*** MATERIAL FOR THE TASK

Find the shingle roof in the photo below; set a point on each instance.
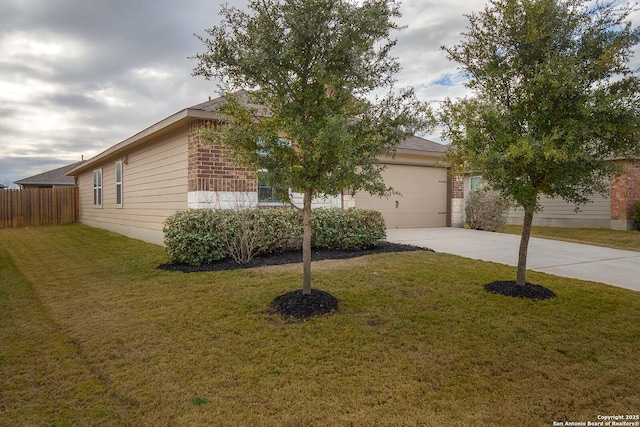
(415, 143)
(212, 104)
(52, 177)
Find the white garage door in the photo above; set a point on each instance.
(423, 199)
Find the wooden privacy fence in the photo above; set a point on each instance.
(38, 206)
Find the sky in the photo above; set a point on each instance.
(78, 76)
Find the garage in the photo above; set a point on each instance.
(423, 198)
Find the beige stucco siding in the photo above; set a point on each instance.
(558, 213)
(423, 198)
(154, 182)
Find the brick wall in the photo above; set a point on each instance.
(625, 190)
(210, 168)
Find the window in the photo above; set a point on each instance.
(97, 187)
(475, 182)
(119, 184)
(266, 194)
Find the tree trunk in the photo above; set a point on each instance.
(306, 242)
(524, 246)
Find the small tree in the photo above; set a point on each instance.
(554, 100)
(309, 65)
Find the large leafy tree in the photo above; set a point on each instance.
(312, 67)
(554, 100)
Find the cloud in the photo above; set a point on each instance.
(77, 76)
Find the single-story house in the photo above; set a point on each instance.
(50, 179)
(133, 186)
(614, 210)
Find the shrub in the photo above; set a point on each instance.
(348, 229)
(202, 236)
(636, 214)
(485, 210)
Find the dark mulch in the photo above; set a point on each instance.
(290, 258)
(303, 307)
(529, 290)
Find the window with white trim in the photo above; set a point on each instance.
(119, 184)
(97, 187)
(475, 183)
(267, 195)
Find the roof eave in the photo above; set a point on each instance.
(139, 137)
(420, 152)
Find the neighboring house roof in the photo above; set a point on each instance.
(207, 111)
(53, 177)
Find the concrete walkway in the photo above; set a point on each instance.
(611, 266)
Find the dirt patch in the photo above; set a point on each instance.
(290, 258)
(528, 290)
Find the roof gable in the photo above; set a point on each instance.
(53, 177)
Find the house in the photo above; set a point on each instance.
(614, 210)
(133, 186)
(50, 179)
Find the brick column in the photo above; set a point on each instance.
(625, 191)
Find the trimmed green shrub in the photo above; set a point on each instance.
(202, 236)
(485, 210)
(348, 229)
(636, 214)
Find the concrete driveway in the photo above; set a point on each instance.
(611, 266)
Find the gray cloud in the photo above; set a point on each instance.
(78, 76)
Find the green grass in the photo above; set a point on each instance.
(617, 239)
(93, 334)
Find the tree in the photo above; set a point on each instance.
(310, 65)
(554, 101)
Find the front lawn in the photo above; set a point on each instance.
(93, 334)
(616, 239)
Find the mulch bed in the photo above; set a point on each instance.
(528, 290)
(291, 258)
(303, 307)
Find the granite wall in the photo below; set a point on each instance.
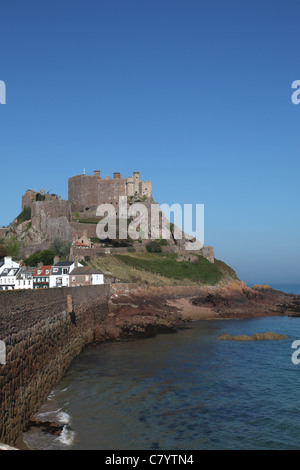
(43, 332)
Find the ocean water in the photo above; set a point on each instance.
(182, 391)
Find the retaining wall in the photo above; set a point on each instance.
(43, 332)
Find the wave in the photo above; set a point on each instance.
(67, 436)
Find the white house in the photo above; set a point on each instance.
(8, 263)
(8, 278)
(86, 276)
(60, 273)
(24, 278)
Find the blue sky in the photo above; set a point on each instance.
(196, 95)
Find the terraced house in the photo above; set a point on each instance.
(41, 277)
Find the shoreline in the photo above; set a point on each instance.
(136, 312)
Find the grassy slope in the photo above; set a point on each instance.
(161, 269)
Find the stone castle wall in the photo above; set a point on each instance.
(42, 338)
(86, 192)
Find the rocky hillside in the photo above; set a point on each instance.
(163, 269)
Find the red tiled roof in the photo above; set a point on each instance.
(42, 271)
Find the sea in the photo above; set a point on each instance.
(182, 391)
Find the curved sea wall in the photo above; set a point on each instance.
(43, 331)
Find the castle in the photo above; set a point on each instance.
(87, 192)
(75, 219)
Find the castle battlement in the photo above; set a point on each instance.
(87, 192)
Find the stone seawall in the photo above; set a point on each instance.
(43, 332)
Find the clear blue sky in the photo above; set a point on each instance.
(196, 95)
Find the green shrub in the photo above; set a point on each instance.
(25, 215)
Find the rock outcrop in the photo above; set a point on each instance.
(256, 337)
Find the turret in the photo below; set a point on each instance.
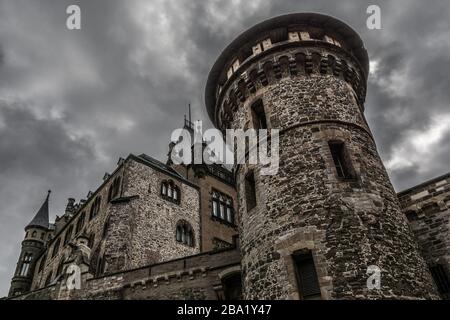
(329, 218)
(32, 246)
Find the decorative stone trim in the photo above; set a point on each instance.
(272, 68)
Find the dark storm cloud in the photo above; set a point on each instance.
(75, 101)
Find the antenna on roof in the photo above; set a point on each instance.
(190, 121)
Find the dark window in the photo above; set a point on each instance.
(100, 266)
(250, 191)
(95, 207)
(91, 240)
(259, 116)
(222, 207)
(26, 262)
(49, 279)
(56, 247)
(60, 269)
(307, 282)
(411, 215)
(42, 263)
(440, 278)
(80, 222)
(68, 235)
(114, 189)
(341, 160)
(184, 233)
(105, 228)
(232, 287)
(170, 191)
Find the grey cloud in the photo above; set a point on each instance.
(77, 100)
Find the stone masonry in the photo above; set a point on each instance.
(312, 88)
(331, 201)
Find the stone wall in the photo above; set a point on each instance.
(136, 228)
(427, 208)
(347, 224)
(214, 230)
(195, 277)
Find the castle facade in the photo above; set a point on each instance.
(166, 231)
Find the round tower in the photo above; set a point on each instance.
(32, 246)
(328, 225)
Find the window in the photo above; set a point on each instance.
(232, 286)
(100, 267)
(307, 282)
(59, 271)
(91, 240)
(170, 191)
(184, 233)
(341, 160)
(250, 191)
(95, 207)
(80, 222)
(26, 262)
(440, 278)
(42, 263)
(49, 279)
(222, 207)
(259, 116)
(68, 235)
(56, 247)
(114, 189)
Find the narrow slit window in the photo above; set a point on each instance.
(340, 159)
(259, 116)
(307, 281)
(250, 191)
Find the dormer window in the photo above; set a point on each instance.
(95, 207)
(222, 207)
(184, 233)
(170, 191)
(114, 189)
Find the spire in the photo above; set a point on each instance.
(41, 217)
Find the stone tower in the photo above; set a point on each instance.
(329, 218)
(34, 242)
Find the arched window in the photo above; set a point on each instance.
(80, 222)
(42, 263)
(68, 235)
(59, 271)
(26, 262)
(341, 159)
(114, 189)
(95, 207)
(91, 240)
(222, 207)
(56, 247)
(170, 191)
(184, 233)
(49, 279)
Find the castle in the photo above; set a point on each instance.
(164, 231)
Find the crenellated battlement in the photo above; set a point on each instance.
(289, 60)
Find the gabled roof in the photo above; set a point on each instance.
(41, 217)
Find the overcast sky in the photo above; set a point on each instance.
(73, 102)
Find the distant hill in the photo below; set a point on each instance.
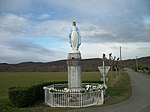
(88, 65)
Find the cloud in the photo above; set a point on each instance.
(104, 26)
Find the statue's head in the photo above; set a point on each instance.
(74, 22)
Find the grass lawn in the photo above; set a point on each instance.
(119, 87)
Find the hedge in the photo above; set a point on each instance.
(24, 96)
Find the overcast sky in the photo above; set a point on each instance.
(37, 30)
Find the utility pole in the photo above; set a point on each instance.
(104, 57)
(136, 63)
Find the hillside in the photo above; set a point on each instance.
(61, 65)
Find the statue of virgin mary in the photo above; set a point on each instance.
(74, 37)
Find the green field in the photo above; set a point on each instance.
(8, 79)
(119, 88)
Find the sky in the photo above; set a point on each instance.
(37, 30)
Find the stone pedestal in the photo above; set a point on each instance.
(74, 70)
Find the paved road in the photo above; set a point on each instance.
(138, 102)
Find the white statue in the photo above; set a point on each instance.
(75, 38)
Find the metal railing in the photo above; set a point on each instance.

******

▶ [YOUR GOAL]
Reproduce, exactly and only, the lines running from the one with "Find the white statue" to the end of the listing above.

▶ [OUTPUT OF THE EXERCISE]
Find the white statue in the photo above; set a point on each instance.
(75, 38)
Find the metal railing in the photo above; set a point on each instance.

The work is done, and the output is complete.